● GIVEN TASK 1
In the tweet emotion notebook, what random_state value is given to RandomOverSampler?
● GIVEN TASK 2
Please continue the tweet emotion notebook code from the point where it stops.

● TEXT EXCERPT
* * *

In [1]:
# Import Libraries
import pandas as pd
import numpy as np
import re
import nltk
from nltk.corpus import stopwords
from nltk.tokenize import word_tokenize
from nltk.stem import WordNetLemmatizer
from sklearn.model_selection import train_test_split
from sklearn.preprocessing import LabelEncoder
from imblearn.over_sampling import RandomOverSampler
from tensorflow.keras.preprocessing.text import Tokenizer
from tensorflow.keras.preprocessing.sequence import pad_sequences
from tensorflow.keras.models import Sequential
from tensorflow.keras.layers import Embedding, LSTM, Dense, Dropout
from tensorflow.keras.callbacks import EarlyStopping
from sklearn.metrics import classification_report, f1_score


In [2]:
# Download NLTK Resources
nltk.download('punkt')
nltk.download('stopwords')
nltk.download('wordnet')

[nltk_data] Downloading package punkt to
[nltk_data]     C:\Users\user\AppData\Roaming\nltk_data...
[nltk_data]   Package punkt is already up-to-date!
[nltk_data] Downloading package stopwords to
[nltk_data]     C:\Users\user\AppData\Roaming\nltk_data...
[nltk_data]   Package stopwords is already up-to-date!
[nltk_data] Downloading package wordnet to
[nltk_data]     C:\Users\user\AppData\Roaming\nltk_data...
[nltk_data]   Package wordnet is already up-to-date!


True

In [3]:
# Load & Preprocess Data
df = pd.read_csv("C:/Users/user/Downloads/tweet_emotions.csv/tweet_emotions.csv")

# Encode labels
le = LabelEncoder()
df['sentiment_encoded'] = le.fit_transform(df['sentiment'])

# Cleaning functions
lemmatizer_obj = WordNetLemmatizer()
stop_words = set(stopwords.words('english'))

def clean_text(text):
    if pd.isnull(text):
        return ""
    text = str(text).lower()
    text = re.sub(r'@[\w]*', '', text)
    text = re.sub(r'https?://\S+|www\.\S+', '', text)
    text = re.sub(r'[^a-zA-Z\s]', '', text)
    text = re.sub(r'\s+', ' ', text).strip()
    return text

def lemmatizer(text):
    tokens = word_tokenize(text)
    lemmatized = [lemmatizer_obj.lemmatize(word) for word in tokens if word not in stop_words]
    return ' '.join(lemmatized).strip()

df['cleaned_text'] = df['content'].apply(clean_text).apply(lemmatizer)
df = df[df['cleaned_text'].str.strip().astype(bool)].copy()


In [4]:
# Balance the Classes

X = df['cleaned_text'].astype(str)
y = df['sentiment_encoded']

X_df = pd.DataFrame({'text': X})
y_df = pd.Series(y)

oversampler = RandomOverSampler(random_state=42)
X_resampled_df, y_resampled = oversampler.fit_resample(X_df, y_df)

* * *

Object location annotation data
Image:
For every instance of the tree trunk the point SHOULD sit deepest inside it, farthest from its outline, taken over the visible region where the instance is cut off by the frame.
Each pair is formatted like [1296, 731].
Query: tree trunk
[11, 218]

* * *

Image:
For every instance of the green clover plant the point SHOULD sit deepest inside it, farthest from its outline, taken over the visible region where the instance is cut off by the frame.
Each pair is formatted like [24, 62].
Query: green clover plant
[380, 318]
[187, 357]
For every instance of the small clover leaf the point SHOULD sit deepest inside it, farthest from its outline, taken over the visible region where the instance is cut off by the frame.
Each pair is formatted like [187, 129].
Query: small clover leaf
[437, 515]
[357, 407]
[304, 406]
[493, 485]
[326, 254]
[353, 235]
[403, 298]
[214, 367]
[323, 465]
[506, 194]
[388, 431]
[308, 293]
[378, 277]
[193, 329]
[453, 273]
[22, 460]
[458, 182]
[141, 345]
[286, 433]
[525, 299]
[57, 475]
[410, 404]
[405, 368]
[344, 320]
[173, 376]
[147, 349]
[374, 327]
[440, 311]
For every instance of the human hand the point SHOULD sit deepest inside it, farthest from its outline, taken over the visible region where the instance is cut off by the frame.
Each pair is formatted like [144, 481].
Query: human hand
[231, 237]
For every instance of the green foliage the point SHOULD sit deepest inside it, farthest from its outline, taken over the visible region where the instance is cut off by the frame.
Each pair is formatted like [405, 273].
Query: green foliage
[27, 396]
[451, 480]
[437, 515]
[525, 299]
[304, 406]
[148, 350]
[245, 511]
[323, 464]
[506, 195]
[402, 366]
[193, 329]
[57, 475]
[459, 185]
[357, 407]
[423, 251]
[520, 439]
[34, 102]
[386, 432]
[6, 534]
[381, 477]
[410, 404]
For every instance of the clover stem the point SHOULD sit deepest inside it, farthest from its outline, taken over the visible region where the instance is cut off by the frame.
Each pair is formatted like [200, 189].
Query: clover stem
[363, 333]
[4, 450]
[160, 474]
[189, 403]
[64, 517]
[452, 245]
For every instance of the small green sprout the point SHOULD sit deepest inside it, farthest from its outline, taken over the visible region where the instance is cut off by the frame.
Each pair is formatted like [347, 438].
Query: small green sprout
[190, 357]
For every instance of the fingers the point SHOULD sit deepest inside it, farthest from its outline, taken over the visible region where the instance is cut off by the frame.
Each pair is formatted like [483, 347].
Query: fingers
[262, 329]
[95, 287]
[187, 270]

* * *

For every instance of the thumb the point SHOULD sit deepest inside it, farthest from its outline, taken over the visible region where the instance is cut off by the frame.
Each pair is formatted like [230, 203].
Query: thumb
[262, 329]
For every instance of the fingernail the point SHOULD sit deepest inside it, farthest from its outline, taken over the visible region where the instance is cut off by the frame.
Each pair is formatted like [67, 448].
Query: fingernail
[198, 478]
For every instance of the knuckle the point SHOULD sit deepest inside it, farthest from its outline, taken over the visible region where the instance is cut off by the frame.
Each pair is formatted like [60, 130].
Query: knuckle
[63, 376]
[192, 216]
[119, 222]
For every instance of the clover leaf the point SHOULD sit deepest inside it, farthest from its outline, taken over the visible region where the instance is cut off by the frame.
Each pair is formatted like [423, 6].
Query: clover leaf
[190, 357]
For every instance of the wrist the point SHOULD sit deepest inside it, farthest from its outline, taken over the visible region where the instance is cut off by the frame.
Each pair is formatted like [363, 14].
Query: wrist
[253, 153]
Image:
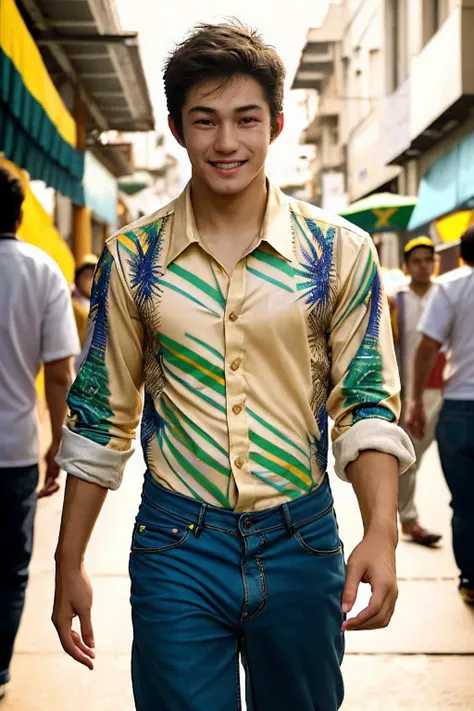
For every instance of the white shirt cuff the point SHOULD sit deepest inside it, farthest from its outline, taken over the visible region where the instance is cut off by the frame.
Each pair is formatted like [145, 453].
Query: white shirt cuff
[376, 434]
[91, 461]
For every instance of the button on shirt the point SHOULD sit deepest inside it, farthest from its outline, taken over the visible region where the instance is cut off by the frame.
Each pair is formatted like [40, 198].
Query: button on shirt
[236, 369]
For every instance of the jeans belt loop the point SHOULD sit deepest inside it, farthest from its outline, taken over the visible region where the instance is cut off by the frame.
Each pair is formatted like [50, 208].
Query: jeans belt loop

* * *

● TASK ANSWER 1
42

● TASK ANSWER 2
X = X_resampled_df['text']
y = y_resampled


In [5]:
# Train/Validation/Test Split
X_train, X_temp, y_train, y_temp = train_test_split(X, y, test_size=0.3, stratify=y, random_state=42)
X_val, X_test, y_val, y_test = train_test_split(X_temp, y_temp, test_size=0.5, stratify=y_temp, random_state=42)

In [6]:
# Tokenization & Padding
max_vocab_size = 10000
max_sequence_length = 100

tokenizer = Tokenizer(num_words=max_vocab_size, oov_token="<OOV>")
tokenizer.fit_on_texts(X_train)

X_train_seq = tokenizer.texts_to_sequences(X_train)
X_val_seq = tokenizer.texts_to_sequences(X_val)
X_test_seq = tokenizer.texts_to_sequences(X_test)

X_train_pad = pad_sequences(X_train_seq, maxlen=max_sequence_length, padding='post')
X_val_pad = pad_sequences(X_val_seq, maxlen=max_sequence_length, padding='post')
X_test_pad = pad_sequences(X_test_seq, maxlen=max_sequence_length, padding='post')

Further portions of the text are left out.